— REQUIREMENTS —
Output every line of the data exactly as it appears.

— PROVIDED DATA —
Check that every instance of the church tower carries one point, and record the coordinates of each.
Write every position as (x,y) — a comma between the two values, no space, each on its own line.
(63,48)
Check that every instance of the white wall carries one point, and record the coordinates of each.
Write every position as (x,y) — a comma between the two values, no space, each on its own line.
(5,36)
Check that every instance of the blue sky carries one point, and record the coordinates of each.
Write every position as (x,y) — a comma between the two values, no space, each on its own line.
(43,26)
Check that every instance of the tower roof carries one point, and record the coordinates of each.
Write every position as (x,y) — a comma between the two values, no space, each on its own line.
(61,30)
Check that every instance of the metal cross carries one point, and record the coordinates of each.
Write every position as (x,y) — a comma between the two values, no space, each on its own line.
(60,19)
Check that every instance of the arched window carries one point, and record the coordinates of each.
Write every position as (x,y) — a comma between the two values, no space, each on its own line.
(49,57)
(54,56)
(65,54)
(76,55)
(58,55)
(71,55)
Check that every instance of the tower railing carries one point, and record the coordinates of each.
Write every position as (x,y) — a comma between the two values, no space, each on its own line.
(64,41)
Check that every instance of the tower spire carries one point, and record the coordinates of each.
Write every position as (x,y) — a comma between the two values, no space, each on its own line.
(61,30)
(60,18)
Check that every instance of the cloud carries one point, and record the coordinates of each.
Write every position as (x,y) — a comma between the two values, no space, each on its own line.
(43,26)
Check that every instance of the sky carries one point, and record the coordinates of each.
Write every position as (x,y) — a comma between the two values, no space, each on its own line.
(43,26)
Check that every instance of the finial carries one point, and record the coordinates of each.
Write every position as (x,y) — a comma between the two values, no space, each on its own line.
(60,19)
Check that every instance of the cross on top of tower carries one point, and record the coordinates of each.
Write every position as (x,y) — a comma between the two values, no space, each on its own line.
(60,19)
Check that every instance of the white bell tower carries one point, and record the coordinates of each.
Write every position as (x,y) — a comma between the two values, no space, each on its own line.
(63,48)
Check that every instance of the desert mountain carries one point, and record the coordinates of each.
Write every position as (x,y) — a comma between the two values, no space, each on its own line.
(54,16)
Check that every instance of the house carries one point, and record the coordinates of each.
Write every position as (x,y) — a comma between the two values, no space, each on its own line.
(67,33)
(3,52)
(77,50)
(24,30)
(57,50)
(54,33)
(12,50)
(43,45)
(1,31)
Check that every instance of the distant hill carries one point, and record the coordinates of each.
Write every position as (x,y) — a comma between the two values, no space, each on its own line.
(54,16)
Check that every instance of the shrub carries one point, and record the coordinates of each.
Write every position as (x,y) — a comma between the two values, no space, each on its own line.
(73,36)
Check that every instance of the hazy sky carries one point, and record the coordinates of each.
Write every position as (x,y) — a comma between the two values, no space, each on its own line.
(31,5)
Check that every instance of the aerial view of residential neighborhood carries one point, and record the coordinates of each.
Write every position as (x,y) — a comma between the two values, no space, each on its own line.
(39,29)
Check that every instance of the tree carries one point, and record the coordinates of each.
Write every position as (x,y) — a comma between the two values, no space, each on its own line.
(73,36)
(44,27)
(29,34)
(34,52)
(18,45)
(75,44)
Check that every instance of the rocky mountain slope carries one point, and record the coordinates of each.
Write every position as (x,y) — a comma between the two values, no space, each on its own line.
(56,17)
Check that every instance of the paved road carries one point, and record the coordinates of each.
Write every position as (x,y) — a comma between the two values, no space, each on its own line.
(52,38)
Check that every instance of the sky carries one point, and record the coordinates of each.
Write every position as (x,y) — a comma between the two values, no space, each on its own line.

— OUTPUT FOR THIS TASK —
Check that every instance of the church tower carries one point, and record the coordinates of each.
Write every position as (x,y) — a comma between the two values, no space, each on its own line.
(63,48)
Check that every instance of the white wall carries one point, and record the coordinates of each.
Write every position as (x,y) — a comma between the two values, no space, each on its own line.
(5,36)
Check that every instance of the blue sky carries one point, and record the coordinates of each.
Write every position as (x,y) — a comma between the two values, no space, each on its own line.
(43,26)
Check that every instance of the tower roof carries one point, and record the coordinates of each.
Write every position as (x,y) — a comma between the two values, no space, each on its own line.
(61,30)
Check that every instance of the metal cross carries one point, and record the coordinates of each.
Write every position as (x,y) — a comma between the two values, no space, each on its own line.
(60,19)
Check that every instance of the arched window carries one point, and record the coordinates of each.
Write every position as (x,y) — a comma between the two values, no space, each on its own line.
(49,57)
(54,56)
(65,54)
(76,55)
(58,55)
(71,55)
Check that every instance of the tower railing carries one point, and record the coordinates of each.
Write every position as (x,y) — a comma between the two values, no space, each on its own line.
(64,41)
Check that every instance of the tower spire carries one point, and record the coordinates of each.
Write every position as (x,y) — a comma between the two values, no space, each on its own line.
(61,30)
(60,18)
Check that every instance of the cloud carries one point, and record the coordinates of each.
Write every position as (x,y) — a comma between the two values, no space, each on its own line.
(43,26)
Check that every instance of the sky carries one point, and record the coordinates of each.
Write every position as (x,y) — a comma between the two values, no space, each on its own line.
(43,26)
Check that every instance of the finial carries one point, and record the coordinates of each.
Write every position as (x,y) — a comma between the two values, no space, each on its own line.
(60,19)
Check that every instance of the cross on top of tower carries one point, and record the coordinates of each.
Write every position as (x,y) — a comma between the two values, no space, each on its own line.
(60,19)
Check that every instance of the white bell tower carries one point, and record the coordinates of each.
Write every position as (x,y) — a comma between the two values, no space, each on its own line.
(63,48)
Check that every instance of the desert mountain carries one point, and record the coordinates of each.
Write every position as (x,y) — a comma between the two values, no space, each on its own line.
(54,16)
Check that every instance of the house carries one point, and record the coordinates of each.
Write every position as (x,y) — a comma between the two values, no space, each on its own line.
(67,33)
(3,52)
(77,50)
(24,30)
(57,50)
(54,33)
(12,50)
(43,45)
(1,31)
Check that every instance of the distant hill carries one point, and record the coordinates of each.
Write every position as (x,y) — a comma between the two values, no space, each on its own line.
(54,16)
Check that every instance of the shrub carries one point, and record the coordinates of each.
Write every position as (x,y) — a comma between the two values, no space, each on its own line.
(73,36)
Check that every instance of the hazy sky carries one point, and record the coordinates of each.
Write every position as (x,y) — a comma between the two values, no space, each on its own line.
(31,5)
Check that every instance of the aerial view of residential neighborhood carries one point, and record the coordinates of each.
Write every position as (x,y) — a comma between the two values, no space, each on its own line.
(39,29)
Check that every instance of the tree carries one point, and record the coordinates of each.
Write every position as (x,y) — a comma between the two values, no space, each on its own line.
(73,36)
(44,27)
(29,34)
(34,52)
(18,45)
(75,44)
Check that every instance of the rocky mountain slope carries one point, and record the coordinates of each.
Write every position as (x,y) — a comma between the two values, no space, each on its own line.
(56,17)
Check that every instance of the paved road carries one point, and record the coordinates of each.
Write every position as (x,y) — a comma between the two values, no space, each on its own line.
(52,38)
Check that every instance of the sky carries one point, and record the coordinates of each.
Write every position as (x,y) — a comma between the two values, no space, each on its own line.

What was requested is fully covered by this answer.